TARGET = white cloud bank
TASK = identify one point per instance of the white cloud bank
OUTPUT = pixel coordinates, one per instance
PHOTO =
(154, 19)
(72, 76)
+ + + + + + +
TASK STATEMENT: Copy every record exactly, with nothing added or dropped.

REPLY TO THE TASK:
TARGET = white cloud bank
TASK = identify one point per instance of the white cloud bank
OUTPUT = pixel coordinates, one per instance
PHOTO =
(154, 19)
(72, 76)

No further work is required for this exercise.